Your objective: Express the lines of the items below as a JSON list of strings, one string per line. Start at the line containing "Thank you for the photograph above. Please mark the wooden door" and run through the end of the items, omitting blank lines and leaving the pictures out.

Raw data:

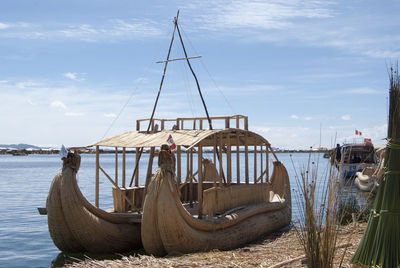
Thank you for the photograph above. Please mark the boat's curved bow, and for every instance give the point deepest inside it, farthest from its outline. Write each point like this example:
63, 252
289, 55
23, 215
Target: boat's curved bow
167, 227
75, 225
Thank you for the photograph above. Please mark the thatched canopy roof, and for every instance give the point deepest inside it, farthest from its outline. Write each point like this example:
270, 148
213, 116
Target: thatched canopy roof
187, 138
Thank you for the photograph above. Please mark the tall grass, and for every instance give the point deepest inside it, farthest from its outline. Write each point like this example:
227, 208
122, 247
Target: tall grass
380, 244
317, 229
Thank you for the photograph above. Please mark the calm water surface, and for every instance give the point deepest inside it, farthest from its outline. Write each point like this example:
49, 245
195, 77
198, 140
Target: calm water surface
25, 182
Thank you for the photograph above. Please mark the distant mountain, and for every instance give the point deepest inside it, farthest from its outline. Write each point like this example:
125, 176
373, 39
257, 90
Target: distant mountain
19, 146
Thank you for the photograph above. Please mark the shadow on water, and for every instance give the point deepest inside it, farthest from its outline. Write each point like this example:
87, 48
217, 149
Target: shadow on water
64, 258
353, 201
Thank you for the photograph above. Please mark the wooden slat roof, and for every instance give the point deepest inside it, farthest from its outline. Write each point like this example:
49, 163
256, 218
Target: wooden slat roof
134, 139
186, 137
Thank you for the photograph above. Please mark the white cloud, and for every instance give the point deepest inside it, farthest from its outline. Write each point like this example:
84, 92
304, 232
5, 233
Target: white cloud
363, 91
58, 104
110, 115
73, 76
346, 117
73, 114
256, 14
110, 30
26, 84
4, 25
32, 103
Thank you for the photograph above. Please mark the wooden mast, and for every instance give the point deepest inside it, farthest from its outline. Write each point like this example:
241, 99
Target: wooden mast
158, 95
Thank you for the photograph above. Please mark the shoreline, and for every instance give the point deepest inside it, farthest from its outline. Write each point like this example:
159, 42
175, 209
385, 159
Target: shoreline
268, 251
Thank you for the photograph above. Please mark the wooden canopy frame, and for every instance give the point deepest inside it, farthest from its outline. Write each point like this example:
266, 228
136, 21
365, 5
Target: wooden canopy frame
226, 141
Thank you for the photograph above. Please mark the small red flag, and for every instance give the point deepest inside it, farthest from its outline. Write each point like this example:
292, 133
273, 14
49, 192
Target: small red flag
171, 142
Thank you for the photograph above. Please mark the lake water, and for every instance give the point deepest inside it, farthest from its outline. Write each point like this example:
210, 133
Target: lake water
25, 182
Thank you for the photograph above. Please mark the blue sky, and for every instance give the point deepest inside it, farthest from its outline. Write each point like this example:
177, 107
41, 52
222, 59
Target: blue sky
67, 68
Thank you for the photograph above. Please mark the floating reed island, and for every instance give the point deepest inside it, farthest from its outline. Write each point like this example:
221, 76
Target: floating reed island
276, 250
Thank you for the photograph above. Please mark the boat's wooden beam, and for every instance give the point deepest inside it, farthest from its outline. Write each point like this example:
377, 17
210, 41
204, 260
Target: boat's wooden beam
266, 163
221, 170
259, 179
137, 169
237, 155
228, 160
116, 165
255, 161
261, 164
191, 178
200, 184
272, 151
97, 176
123, 167
178, 164
116, 186
246, 158
188, 58
149, 166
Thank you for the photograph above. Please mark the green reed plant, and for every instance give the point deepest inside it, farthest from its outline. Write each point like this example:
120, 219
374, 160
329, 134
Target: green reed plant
317, 229
380, 244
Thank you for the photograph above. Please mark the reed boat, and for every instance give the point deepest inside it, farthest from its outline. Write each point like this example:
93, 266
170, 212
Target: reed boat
354, 157
205, 207
75, 225
369, 178
224, 214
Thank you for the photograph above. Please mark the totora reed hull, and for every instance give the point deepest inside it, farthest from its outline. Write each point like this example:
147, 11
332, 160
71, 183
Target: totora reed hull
168, 228
75, 225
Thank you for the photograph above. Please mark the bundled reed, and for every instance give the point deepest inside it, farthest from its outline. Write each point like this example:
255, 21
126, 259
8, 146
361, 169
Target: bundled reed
380, 244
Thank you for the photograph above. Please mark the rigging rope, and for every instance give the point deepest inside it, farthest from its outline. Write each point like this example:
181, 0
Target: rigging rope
209, 74
127, 102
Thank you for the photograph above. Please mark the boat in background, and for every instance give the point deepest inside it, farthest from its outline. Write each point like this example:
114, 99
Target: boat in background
354, 157
369, 178
184, 207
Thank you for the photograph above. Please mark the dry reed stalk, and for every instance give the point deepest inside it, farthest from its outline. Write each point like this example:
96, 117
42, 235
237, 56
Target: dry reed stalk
317, 230
380, 244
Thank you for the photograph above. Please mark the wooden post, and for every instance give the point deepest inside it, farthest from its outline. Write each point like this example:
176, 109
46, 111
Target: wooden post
137, 170
266, 164
116, 165
221, 170
261, 165
191, 179
123, 167
237, 158
97, 176
149, 167
227, 121
215, 150
255, 160
178, 164
200, 181
228, 158
246, 157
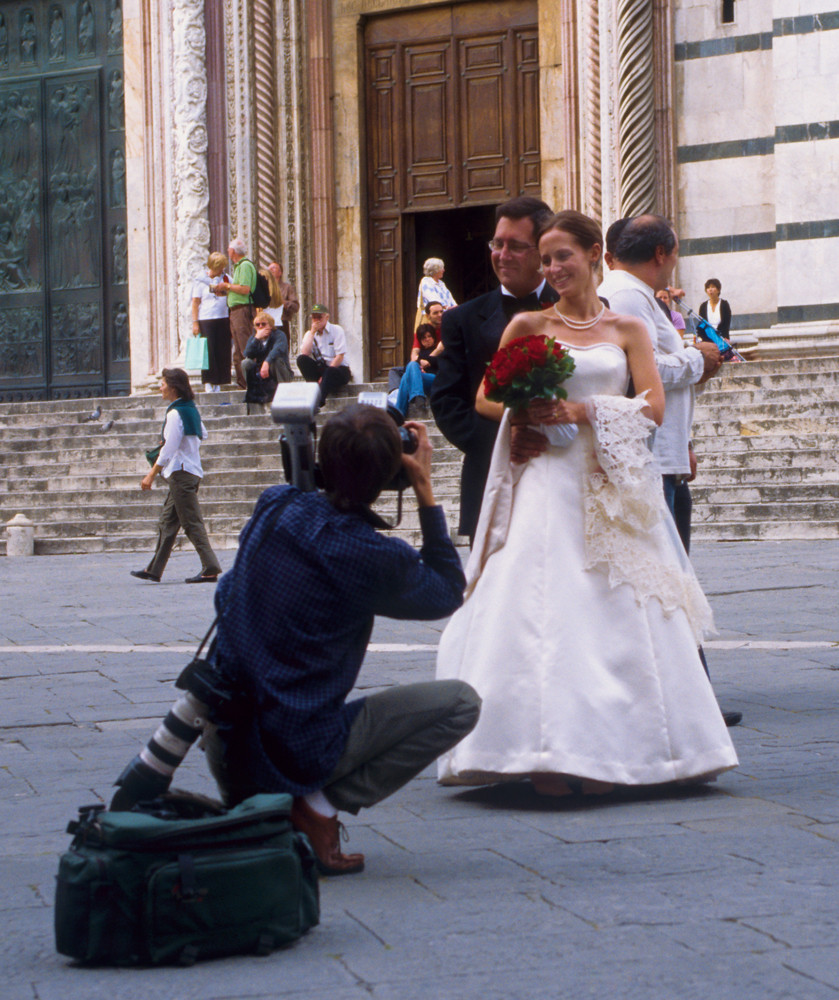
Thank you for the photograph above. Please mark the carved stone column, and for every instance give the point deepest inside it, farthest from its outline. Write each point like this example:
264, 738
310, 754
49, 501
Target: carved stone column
319, 39
166, 168
665, 132
591, 199
571, 90
635, 107
292, 133
190, 190
241, 188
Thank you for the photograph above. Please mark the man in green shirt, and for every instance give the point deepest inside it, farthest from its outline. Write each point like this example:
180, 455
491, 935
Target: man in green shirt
239, 292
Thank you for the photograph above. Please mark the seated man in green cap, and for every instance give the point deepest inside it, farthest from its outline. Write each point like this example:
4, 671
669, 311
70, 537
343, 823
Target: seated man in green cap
323, 352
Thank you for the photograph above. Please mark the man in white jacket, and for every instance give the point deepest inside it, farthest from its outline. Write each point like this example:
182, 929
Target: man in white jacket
642, 261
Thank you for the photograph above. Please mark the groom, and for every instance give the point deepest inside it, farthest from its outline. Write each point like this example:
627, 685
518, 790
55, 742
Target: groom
471, 333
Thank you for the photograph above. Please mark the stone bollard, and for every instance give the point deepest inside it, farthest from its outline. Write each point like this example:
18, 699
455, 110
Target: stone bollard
20, 539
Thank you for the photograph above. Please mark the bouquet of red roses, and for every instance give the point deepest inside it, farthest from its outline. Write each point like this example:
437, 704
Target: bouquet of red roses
527, 368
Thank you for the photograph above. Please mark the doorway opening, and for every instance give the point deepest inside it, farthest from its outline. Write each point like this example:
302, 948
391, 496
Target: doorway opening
459, 237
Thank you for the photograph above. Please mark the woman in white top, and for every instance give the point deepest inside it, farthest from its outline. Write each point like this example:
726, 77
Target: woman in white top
210, 319
432, 287
179, 460
716, 310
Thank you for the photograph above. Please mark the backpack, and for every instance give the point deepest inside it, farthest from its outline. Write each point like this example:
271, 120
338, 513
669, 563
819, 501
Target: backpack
261, 295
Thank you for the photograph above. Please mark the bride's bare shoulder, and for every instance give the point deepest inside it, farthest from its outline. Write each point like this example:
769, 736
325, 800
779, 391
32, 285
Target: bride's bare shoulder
525, 324
627, 328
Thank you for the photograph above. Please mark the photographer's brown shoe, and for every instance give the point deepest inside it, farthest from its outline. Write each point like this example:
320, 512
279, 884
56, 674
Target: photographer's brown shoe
324, 833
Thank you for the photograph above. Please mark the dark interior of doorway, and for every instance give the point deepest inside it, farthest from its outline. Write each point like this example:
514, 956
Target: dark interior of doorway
459, 237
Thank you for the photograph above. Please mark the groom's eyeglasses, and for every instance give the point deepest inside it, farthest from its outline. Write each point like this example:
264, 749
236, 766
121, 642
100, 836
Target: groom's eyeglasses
512, 245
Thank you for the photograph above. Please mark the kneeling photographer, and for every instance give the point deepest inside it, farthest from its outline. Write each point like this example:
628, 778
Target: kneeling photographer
295, 615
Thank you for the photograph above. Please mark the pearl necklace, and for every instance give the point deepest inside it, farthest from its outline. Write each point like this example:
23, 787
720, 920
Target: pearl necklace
577, 324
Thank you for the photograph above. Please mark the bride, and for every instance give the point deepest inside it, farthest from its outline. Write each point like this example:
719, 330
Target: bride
583, 615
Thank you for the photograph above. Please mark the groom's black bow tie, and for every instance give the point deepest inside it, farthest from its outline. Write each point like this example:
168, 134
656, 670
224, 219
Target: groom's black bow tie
512, 305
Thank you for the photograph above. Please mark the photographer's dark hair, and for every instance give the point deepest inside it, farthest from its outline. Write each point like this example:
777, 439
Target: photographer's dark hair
425, 328
177, 379
613, 233
641, 238
526, 207
360, 452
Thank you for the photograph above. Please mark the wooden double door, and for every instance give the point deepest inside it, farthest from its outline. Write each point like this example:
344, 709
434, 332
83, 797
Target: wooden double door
63, 225
452, 126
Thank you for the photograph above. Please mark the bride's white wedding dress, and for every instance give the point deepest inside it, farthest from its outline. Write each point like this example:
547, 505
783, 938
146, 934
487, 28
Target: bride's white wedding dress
583, 615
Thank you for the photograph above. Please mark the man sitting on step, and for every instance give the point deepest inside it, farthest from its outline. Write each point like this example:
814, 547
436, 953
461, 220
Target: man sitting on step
643, 261
295, 658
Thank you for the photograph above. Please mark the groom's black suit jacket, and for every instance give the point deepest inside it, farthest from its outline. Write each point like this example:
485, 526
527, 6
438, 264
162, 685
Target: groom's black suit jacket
470, 335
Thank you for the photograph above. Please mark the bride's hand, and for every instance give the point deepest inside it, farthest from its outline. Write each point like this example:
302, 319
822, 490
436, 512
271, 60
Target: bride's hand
556, 411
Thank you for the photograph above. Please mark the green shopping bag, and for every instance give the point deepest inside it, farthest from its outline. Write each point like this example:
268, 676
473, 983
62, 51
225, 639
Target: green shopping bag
196, 357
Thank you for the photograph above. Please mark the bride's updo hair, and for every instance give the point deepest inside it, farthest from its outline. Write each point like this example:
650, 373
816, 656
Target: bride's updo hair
584, 230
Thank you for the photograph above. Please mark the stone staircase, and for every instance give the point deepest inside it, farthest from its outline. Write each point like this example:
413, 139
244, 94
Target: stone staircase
764, 433
766, 436
80, 483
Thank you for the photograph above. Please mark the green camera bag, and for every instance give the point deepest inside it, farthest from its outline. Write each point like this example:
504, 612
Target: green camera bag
138, 888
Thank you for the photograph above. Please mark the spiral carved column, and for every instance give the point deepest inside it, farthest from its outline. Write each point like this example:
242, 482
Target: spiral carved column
189, 155
636, 108
266, 244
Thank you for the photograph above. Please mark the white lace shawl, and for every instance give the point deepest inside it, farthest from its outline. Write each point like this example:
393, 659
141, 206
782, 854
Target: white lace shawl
623, 502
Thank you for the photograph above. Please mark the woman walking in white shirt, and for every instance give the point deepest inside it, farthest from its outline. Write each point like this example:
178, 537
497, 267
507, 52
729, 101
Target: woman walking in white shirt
179, 460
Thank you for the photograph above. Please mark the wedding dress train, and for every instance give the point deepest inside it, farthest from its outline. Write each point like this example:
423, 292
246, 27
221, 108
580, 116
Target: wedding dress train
583, 615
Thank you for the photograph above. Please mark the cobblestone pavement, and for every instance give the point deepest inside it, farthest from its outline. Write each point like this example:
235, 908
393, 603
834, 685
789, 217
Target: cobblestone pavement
730, 891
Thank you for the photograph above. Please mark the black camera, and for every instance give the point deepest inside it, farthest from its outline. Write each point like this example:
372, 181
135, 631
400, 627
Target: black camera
295, 406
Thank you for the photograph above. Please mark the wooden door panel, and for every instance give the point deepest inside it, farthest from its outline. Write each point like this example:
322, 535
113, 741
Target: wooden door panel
527, 99
452, 99
429, 130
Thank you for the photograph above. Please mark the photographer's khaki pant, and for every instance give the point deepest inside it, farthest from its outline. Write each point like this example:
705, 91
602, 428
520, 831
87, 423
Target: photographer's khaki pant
397, 734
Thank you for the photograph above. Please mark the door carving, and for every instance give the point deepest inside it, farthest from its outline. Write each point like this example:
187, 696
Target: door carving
452, 117
63, 261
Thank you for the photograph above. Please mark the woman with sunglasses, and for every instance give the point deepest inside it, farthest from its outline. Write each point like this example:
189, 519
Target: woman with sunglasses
265, 361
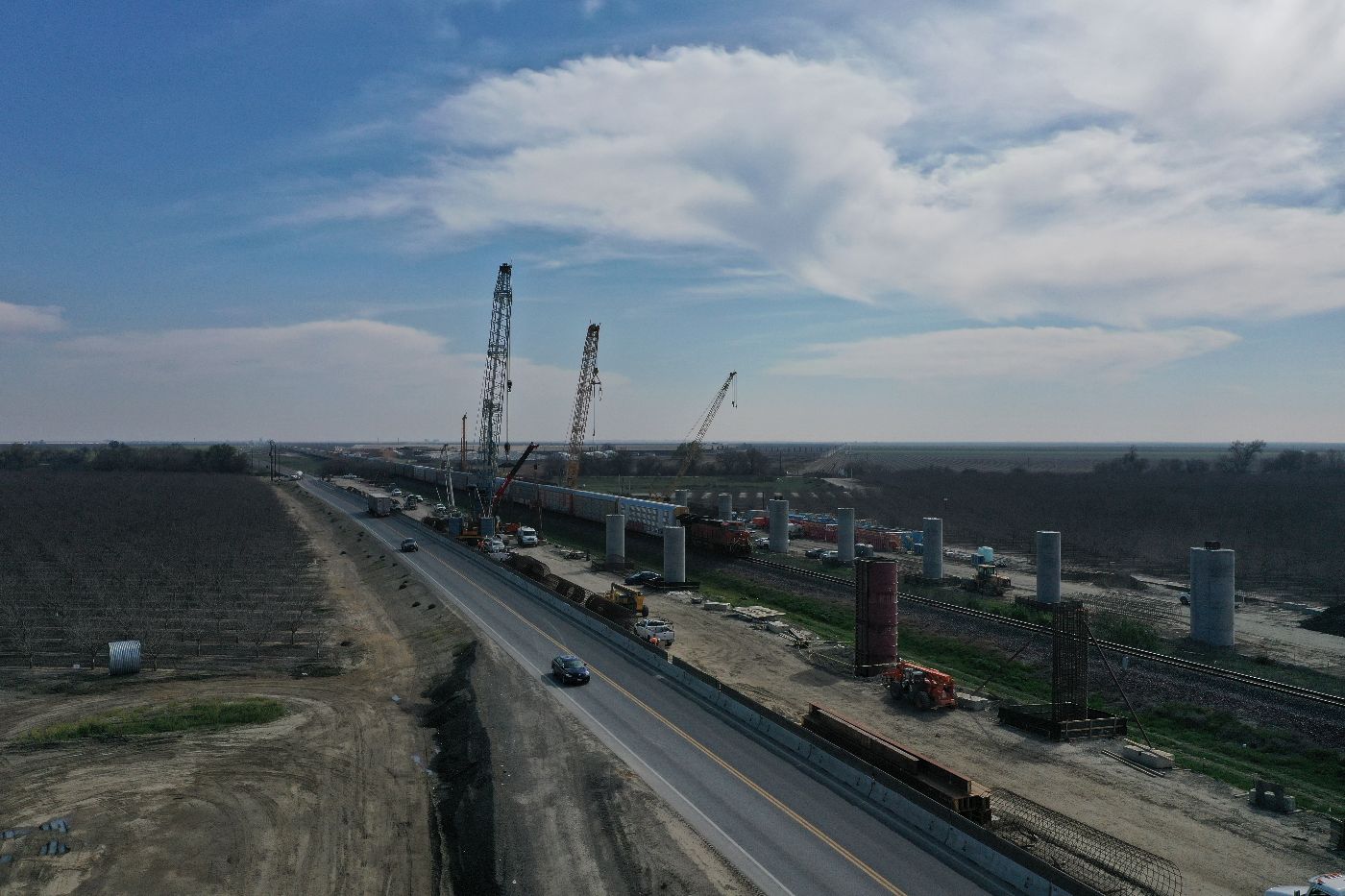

In response:
[
  "Thank you for the photograph above. Please mark the wooden door panel, and for every instance give the point deepest inside it, farthest from its outline. Write each point like this example:",
  "322, 535",
  "113, 741",
  "Target: wooden door panel",
  "527, 99",
  "452, 99",
  "429, 130",
  "Thank you for the photograph above. Please mark the photographer's khaki pant, and for every instance give the point deepest inside it, farthest from its outline. Write each point like this example:",
  "705, 91",
  "602, 428",
  "520, 831",
  "87, 423",
  "Target: photographer's khaki pant",
  "397, 734",
  "Thank you for the photograph above. Please mark the door carving, and for every instance give the point deepest inside it, farthest from its outline. Write each point like this example:",
  "187, 696",
  "Target: door carving",
  "452, 117",
  "63, 261",
  "Thank you for the photograph above. Please mark the woman with sunglasses, and for every instance give the point deepest inside it, farthest from its outline. Write each point like this example:",
  "189, 519",
  "Target: woman with sunglasses",
  "265, 361"
]